■ **Esercizi da svolgere**:
**a)** Puoi ripetere parola per parola il passo dell'articolo sul boicottaggio di H&M in Cina che comincia con "La disputa risale" e prosegue fino a "negozi nel paese."?
**b)** Puoi portare avanti l'articolo sul boicottaggio di H&M in Cina, partendo subito dopo la sua ultima frase?

AGI – Si sta trasformando in un caso politico la disputa tra H&M e i consumatori cinesi. Negli ultimi mesi il famoso brand svedese ha registrato un colpo nelle vendite nel paese del Dragone: questo perché è in atto un vero e proprio boicottaggio dei marchi di abbigliamento stranieri promosso dal governo e dai media di Stato per via di una vecchia dichiarazione ufficiale dell’azienda su presunti abusi dei diritti umani nella regione occidentale dello Xinjiang del paese.
Un alto prezzo
I giornali e le tv stanno invitando le persone a non comprare più da H&M, gli acquisti dai negozi online sono stati impediti in vari modi e alcune celebrità cinesi hanno interrotto i loro accordi di sponsorizzazione col brand. Il risultato è che le sue vendite sono calate del 28% nei tre mesi con fine a luglio e su base annua.
Non solo, il trend sembra rafforzarsi. H&M, con sede a Stoccolma, che conta la Cina come uno dei suoi più grandi mercati per le vendite – rappresentando il 5% del fatturato l’anno scorso – è stata particolarmente colpita da questo tipo di rappresaglia. L’azienda è stata cancellata dalla piattaforma di e-commerce Tmall e le posizioni dei suoi negozi dalle mappe dei telefoni cellulari in Cina, mentre la sua app è sparita dagli app store locali.
Le accuse allo Xinjiang
Alcuni ricercatori e parlamentari stranieri sostengono che le autorità dello Xinjiang stanno facendo ricorso a programmi di lavoro coercitivo per soddisfare le esigenze stagionali di raccolta del cotone, cosa che la Cina nega con forza.
La disputa risale al 2007: nel mese di aprile, il gigante svedese del retail apre il suo primo negozio nella Cina continentale, a Shanghai. Alla fine di febbraio 2021, contava 502 negozi nel paese.
Nel 2016, iniziano ad affiorare i dati di alcuni rapporti che denunciano abusi dei diritti umani nello Xinjiang e due anni dopo, nell’agosto 2018, un panel delle Nazioni Unite per i diritti umani riferisce di aver ricevuto indiscrezioni riguardo al fatto che 1 milione di Uiguri etnici sono tenuti in quello che assomiglia a un “massiccio campo di internamento cavvolto nella segretezza”.

■ **Materiale presentato**:
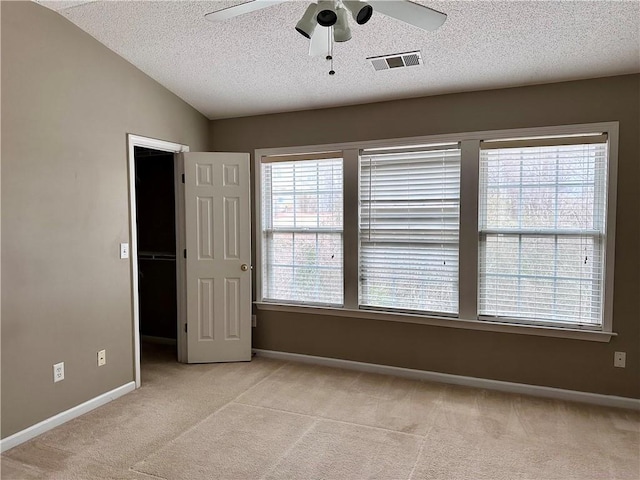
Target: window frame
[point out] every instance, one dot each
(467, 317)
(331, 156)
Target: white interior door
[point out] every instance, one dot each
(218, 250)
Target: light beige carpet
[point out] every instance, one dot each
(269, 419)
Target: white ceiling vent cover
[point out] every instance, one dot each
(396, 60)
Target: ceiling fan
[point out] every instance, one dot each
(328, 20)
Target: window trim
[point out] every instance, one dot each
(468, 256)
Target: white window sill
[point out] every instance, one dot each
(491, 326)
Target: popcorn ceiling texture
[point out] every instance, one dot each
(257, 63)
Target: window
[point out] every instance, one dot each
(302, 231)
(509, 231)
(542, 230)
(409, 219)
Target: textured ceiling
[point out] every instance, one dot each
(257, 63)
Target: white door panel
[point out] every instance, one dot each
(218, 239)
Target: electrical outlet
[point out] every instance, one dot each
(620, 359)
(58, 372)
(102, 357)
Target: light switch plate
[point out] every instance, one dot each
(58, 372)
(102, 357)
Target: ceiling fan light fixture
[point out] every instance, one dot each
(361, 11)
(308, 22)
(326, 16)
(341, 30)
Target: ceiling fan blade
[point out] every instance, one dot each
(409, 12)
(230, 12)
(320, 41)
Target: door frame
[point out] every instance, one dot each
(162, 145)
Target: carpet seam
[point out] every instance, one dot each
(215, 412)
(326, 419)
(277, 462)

* * *

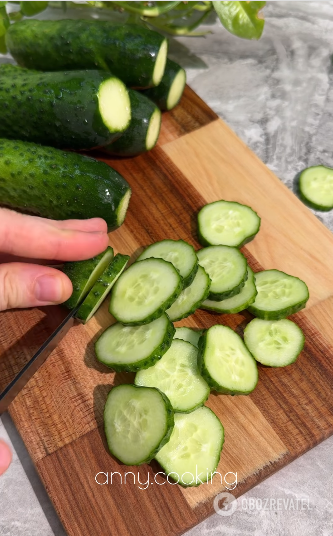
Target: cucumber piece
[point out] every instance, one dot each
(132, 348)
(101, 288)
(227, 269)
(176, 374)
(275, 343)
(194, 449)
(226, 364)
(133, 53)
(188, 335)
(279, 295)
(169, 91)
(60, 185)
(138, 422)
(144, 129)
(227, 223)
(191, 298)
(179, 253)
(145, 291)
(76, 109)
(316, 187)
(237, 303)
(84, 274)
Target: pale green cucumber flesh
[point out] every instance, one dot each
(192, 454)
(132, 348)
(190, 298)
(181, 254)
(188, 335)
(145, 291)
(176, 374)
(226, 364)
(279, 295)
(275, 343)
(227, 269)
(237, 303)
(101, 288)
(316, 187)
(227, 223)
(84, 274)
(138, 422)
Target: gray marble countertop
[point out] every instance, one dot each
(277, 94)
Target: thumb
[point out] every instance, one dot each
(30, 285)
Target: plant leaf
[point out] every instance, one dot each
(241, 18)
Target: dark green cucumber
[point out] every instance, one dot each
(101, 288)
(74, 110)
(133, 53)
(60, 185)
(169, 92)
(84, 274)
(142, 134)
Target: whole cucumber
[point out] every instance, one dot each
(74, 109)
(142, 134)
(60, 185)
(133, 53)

==

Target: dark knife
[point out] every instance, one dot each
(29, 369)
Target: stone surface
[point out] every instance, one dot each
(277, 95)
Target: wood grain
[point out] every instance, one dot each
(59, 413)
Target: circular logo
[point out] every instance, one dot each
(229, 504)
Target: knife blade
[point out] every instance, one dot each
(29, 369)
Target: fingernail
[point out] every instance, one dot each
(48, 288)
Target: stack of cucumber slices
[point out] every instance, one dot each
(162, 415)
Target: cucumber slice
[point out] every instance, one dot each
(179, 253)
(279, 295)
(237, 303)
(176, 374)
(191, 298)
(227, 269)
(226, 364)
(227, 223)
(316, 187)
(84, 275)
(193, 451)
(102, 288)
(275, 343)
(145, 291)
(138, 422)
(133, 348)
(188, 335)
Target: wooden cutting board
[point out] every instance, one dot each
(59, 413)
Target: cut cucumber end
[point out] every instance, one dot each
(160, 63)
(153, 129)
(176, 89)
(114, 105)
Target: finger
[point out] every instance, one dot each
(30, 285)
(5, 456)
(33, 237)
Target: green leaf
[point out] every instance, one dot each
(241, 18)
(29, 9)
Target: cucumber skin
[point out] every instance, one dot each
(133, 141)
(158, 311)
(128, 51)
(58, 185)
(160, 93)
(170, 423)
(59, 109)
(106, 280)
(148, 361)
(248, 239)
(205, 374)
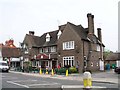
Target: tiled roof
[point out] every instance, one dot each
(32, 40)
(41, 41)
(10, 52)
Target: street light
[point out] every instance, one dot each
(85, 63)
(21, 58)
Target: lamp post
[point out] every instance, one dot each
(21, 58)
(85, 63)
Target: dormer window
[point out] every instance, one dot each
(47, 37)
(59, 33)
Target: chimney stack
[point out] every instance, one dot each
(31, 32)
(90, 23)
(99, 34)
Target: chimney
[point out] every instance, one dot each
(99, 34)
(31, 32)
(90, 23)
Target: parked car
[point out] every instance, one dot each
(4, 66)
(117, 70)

■ **Soluzioni dell'esercizio**:
**a)**
La disputa risale al 2007: nel mese di aprile, il gigante svedese del retail apre il suo primo negozio nella Cina continentale, a Shanghai. Alla fine di febbraio 2021, contava 502 negozi nel paese.

**b)**
Ma la Cina respinge le accuse e ammette solo che alcune persone sono state sottoposte a “rieducazione” dopo essere state ingannate dagli estremisti. Nel 2019, un rapporto del Wall Street Journal cita H&M tra le aziende le cui catene di approvvigionamento includono filati provenienti dallo Xinjiang. Ad agosto, la Better Cotton Initiative (BCI), sostiene che sta temporaneamente sospendendo le licenze nello Xinjiang perche’ teme che si verifichino ‘casi’ di lavoro forzato.
La dichiarazione di H&M
Nello scorso mese di settembre, H&M rilascia una dichiarazione in cui esprime preoccupazione per i rapporti sul lavoro forzato, dicendo peraltro che non lavora con nessuna fabbrica nello Xinjiang. Inoltre, l’azienda assicura che i suoi produttori non impiegano lavoratori dello Xinjiang attraverso programmi di trasferimento di manodopera, e non si rifornisce piu’ di cotone dalla regione in quanto si affida a fattorie con licenza BCI per il suo approvvigionamento senza includere produttori nello Xinjiang.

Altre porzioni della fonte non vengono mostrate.